■ **PROBLEM DESCRIPTION**: An exact transcript of the records is what this task asks for.

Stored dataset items
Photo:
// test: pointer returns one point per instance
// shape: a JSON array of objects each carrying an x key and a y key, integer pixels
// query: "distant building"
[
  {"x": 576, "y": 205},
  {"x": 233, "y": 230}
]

■ **WRITTEN ANSWER**:
Photo:
// test: pointer returns one point per instance
// shape: a JSON array of objects each carrying an x key and a y key, integer pixels
// query: "distant building"
[
  {"x": 576, "y": 205},
  {"x": 233, "y": 230}
]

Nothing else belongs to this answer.